* [Exercise prompt]
Turn the listing below into a numbered list, one line per entry, leaving out blank lines and the pictures.

* [Input]
..............................

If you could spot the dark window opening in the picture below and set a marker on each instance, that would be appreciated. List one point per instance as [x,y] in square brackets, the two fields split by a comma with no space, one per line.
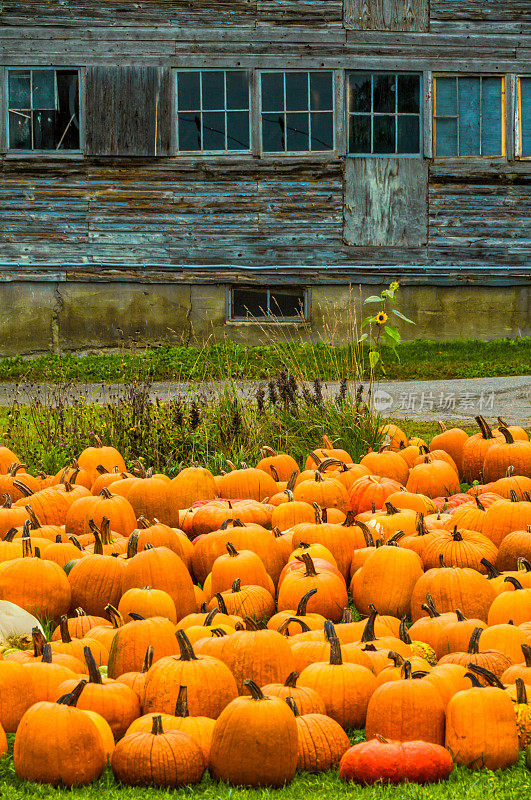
[297,111]
[284,303]
[43,106]
[384,113]
[213,111]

..............................

* [Expected answer]
1. If you could spot the dark window opening in the picture below and set a marker on each instance, that would be appreciated. List one point per instance as [x,y] in square brackets, the two fields split by a comma with no space, one per line.
2. [297,111]
3. [284,303]
4. [43,106]
5. [384,113]
6. [213,111]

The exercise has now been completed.